(Passage provided)

The pandemic fundamentally changed the working world forever. Not only are more employees working remotely, but more people are starting their own businesses – often from home. There has been a significant increase in new entrepreneurial activity amongst working-age South Africans, from 10.8% in 2019 to 17.5% in 2021, according to the Global Entrepreneurship Monitor (GEM) report 2021/2022 released by Stellenbosch Business School.
The digital work landscape also looks very different today. With affordable, high bandwidth connectivity more readily available in South Africa, we are now more marketable to take on remote, higher-paying jobs for foreign entities. Covid-19 also necessitated more complex collaboration in virtual meetings, ultimately improving our ability to work and communicate in isolation.
But, of course, all this digital growth has created a fertile breeding ground for new threats. ESET’s T2 2022 Threat Report, released in October, examines threats mostly impacting individual and home users. ESET phishing feeds showed a sixfold increase in shipping-themed phishing lures, with most presenting victims with fake DHL and USPS requests to verify shipping addresses. A web skimmer known as Magecart constituted three-fourths of all banking malware detections.
Furthermore, misconfigured remote access services continue to give bad actors an easy access path to company networks as Remote Desktop Protocol (RDP) attacks continue to grow. According to ESET’s threat report, for the first four months of 2022, over 100 billion such attacks were attempted, over half of which were traced back to Russian IP address blocks.
Small businesses or new entrepreneurs often make the mistake of thinking that they don’t need paid cybersecurity – that software from the world’s trusted vendors is secure, or that their small businesses won’t be an attractive target.
That, unfortunately, is a mistake as small businesses are easy targets. Threat actors are targeting smaller companies at scale, making it well worth their while. There are so many risk vectors today that everyone, from the sole proprietor selling wares online to large corporations, must adopt a sensible, pragmatic, and responsible approach to security.

(End Passage provided)
(Data extracts)

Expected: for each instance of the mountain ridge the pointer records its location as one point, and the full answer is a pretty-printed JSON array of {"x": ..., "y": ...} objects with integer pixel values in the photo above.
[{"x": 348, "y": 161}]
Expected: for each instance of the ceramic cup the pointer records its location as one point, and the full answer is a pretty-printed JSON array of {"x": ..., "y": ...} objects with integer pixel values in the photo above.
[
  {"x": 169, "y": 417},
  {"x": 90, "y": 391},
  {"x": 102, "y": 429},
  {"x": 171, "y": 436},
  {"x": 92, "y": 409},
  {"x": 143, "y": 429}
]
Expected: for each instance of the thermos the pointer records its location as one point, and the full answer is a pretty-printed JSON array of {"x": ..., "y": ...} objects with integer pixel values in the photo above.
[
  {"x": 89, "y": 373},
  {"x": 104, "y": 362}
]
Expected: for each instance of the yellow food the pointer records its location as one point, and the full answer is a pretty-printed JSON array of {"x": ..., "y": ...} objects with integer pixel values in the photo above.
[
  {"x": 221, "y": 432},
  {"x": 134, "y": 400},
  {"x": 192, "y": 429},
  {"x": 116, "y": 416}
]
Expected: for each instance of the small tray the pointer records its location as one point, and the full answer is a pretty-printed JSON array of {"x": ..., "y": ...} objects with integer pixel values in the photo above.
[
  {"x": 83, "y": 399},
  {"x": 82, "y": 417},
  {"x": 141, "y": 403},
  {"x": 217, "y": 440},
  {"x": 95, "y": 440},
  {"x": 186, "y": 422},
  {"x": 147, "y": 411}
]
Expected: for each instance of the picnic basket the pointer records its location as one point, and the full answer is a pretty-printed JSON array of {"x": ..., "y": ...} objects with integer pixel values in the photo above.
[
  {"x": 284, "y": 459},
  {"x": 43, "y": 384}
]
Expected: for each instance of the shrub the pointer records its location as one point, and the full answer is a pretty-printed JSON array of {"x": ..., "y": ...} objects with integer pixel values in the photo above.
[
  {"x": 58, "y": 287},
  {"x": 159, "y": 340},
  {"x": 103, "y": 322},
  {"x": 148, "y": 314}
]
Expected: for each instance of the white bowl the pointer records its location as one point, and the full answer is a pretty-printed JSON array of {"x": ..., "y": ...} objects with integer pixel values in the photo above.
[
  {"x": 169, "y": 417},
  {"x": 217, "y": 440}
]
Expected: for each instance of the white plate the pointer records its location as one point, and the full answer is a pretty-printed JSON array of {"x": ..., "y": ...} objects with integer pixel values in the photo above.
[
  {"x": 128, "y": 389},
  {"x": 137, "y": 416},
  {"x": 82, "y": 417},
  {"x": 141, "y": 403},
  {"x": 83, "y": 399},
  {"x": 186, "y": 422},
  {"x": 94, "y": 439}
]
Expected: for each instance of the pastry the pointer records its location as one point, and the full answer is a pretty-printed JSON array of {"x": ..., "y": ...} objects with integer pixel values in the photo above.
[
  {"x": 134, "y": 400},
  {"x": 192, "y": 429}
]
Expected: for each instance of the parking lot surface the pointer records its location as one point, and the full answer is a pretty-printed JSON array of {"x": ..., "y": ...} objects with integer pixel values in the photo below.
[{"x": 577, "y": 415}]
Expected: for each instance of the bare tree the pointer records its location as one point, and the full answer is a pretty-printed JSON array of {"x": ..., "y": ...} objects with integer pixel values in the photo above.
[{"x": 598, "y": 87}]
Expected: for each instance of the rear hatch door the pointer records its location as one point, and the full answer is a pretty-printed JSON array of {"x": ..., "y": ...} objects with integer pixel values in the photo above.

(End Data extracts)

* **What is required**
Return, copied word for word from the passage on remote work and cyber threats, everything from "Small businesses or" down to "an attractive target.".

* **Result of the task**
Small businesses or new entrepreneurs often make the mistake of thinking that they don’t need paid cybersecurity – that software from the world’s trusted vendors is secure, or that their small businesses won’t be an attractive target.